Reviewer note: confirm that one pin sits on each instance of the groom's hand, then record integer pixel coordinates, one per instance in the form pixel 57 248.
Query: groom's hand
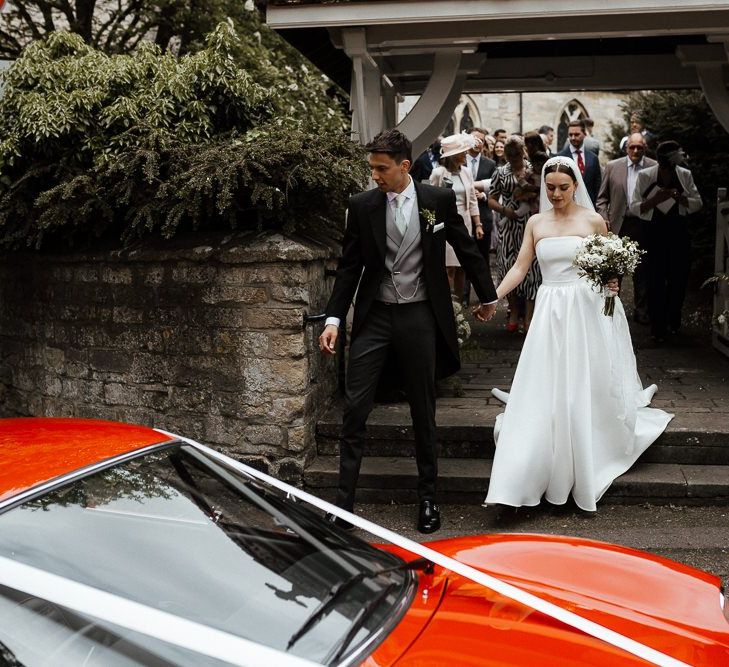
pixel 328 339
pixel 484 312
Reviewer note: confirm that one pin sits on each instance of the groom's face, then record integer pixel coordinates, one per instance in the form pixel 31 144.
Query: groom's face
pixel 388 175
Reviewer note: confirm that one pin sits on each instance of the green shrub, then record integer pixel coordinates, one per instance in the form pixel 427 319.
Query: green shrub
pixel 123 145
pixel 685 116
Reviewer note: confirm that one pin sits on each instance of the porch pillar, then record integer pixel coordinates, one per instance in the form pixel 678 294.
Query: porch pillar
pixel 709 61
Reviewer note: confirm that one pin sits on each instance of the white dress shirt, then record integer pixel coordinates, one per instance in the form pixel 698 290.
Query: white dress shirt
pixel 411 199
pixel 633 169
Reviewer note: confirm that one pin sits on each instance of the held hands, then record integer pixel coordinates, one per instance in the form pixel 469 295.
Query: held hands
pixel 484 311
pixel 666 193
pixel 328 339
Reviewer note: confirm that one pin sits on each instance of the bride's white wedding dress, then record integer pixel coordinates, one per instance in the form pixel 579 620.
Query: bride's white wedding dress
pixel 576 416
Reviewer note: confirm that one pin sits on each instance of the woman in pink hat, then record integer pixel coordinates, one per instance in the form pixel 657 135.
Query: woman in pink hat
pixel 453 173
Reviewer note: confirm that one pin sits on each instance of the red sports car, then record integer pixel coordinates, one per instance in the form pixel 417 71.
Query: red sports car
pixel 125 545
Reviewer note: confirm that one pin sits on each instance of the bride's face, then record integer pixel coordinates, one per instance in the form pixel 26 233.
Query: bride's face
pixel 560 189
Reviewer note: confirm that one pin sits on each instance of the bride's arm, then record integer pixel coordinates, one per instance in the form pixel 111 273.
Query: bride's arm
pixel 523 263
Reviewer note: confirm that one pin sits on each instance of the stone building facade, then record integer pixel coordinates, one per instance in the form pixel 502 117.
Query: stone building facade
pixel 521 112
pixel 207 341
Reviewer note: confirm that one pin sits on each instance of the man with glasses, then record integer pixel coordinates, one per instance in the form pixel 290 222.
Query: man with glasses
pixel 613 204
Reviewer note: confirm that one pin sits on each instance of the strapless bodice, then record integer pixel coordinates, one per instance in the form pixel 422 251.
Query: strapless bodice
pixel 555 255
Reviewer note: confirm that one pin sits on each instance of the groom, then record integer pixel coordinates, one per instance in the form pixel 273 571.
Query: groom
pixel 393 256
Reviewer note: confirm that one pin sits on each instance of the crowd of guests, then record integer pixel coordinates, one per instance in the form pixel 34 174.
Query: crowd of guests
pixel 495 178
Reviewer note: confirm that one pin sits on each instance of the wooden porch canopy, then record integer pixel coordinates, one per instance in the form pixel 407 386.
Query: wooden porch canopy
pixel 439 49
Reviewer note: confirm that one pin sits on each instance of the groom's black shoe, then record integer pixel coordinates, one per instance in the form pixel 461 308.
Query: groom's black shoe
pixel 428 516
pixel 339 523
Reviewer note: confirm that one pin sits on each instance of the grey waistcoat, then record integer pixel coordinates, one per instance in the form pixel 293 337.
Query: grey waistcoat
pixel 403 261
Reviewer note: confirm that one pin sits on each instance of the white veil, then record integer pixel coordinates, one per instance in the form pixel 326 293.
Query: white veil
pixel 582 197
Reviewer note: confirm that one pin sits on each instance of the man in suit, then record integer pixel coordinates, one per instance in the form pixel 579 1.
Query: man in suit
pixel 393 257
pixel 664 196
pixel 482 169
pixel 547 134
pixel 591 144
pixel 587 162
pixel 613 204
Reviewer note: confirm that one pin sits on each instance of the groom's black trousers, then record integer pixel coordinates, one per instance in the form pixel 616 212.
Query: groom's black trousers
pixel 409 330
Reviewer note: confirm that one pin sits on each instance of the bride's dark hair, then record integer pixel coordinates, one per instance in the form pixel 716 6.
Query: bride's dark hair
pixel 560 168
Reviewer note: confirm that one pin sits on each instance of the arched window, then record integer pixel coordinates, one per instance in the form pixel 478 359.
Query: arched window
pixel 465 117
pixel 573 110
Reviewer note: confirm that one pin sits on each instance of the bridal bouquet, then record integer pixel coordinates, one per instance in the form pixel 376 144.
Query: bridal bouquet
pixel 601 258
pixel 463 328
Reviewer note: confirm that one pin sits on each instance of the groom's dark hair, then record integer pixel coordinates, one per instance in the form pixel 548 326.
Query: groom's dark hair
pixel 394 143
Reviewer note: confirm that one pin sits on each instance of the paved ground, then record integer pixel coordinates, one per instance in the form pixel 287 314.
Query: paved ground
pixel 692 377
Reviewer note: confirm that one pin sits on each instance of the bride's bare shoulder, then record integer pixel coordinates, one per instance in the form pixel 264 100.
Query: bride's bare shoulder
pixel 596 222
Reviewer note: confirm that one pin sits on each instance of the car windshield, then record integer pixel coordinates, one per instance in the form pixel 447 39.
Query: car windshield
pixel 182 532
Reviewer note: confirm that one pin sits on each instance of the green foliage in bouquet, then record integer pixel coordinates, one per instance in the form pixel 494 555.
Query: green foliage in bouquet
pixel 124 145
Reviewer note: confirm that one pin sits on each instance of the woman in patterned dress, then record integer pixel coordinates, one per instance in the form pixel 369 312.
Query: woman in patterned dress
pixel 452 173
pixel 502 199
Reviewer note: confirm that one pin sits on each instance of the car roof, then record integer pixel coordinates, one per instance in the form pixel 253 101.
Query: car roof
pixel 34 450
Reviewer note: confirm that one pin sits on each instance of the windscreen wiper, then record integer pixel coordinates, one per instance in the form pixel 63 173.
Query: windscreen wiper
pixel 338 589
pixel 360 619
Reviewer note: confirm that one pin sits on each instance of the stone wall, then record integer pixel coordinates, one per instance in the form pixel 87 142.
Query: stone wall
pixel 205 340
pixel 529 111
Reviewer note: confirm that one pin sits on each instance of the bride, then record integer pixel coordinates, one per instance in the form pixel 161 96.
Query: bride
pixel 576 416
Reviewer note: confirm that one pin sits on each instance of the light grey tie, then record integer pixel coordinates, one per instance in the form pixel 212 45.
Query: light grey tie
pixel 400 221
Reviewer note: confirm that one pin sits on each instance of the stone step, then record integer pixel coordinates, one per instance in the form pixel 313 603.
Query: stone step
pixel 465 480
pixel 691 438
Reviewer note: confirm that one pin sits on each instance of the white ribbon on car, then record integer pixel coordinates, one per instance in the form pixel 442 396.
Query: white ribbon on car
pixel 161 625
pixel 507 590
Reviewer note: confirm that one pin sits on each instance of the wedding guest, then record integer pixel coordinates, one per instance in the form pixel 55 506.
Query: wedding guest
pixel 537 156
pixel 636 125
pixel 664 195
pixel 511 230
pixel 499 158
pixel 453 173
pixel 591 144
pixel 426 162
pixel 488 147
pixel 482 169
pixel 586 161
pixel 613 204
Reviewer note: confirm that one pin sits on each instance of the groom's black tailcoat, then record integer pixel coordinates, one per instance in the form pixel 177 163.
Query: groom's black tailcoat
pixel 422 335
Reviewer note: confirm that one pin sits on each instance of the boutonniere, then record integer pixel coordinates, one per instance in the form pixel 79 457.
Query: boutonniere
pixel 429 217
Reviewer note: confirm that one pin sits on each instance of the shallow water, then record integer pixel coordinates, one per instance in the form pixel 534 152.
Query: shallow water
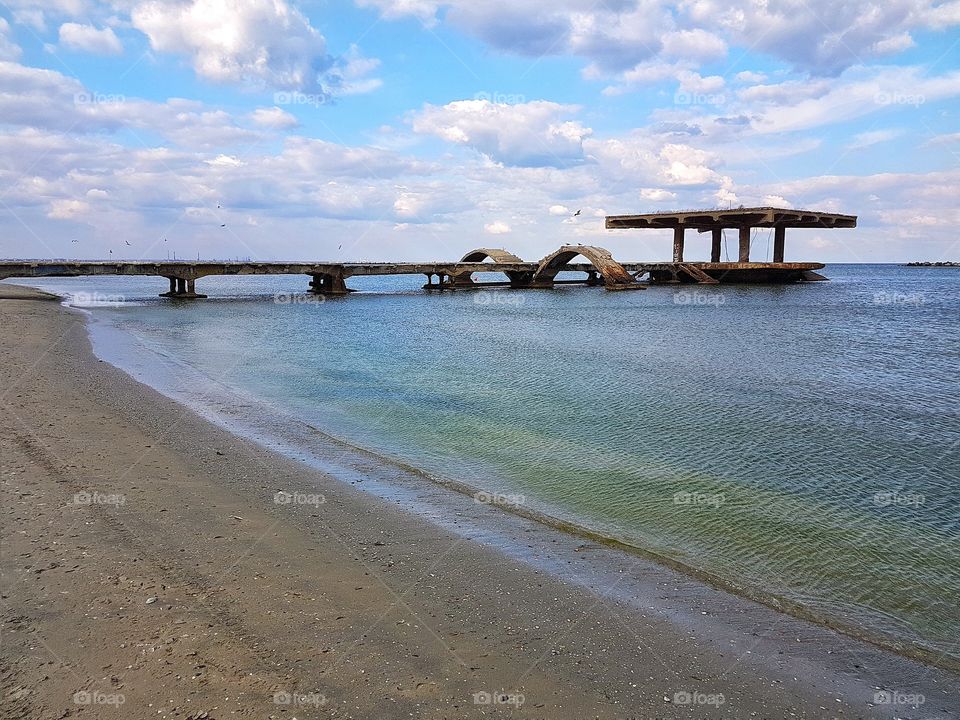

PROMPT:
Above are the records; repeat exactly the lines from the one holding "Query: groom's black trousers" down to the one holding "pixel 287 314.", end lines included.

WRITTEN RESPONSE:
Query: groom's black trousers
pixel 409 330
Reviewer note: confirm that one pin sits on each instance of the bride's dark hair, then record integer pixel coordinates, one per instance in the form pixel 716 6.
Query: bride's dark hair
pixel 560 168
Reviewer note: confirm that one pin sits on each instance of the arched window, then record integer pixel coordinates, one per instance in the form pixel 478 359.
Query: arched window
pixel 465 117
pixel 573 110
Reviewer note: confirm that one pin sits on each instance of the bridal bouquet, then record integer pixel coordinates, one per instance in the form pixel 376 144.
Query: bridal bouquet
pixel 601 258
pixel 463 328
Reviewer note: confirm that one pin sits on each instance of the groom's dark hair, then record integer pixel coordinates, one per instance in the form pixel 548 326.
Query: groom's dark hair
pixel 394 143
Reviewer note: confirm that one pin sits on each instance of the paved ground, then record integer pixel coordinates, one per instance in the form pixel 287 314.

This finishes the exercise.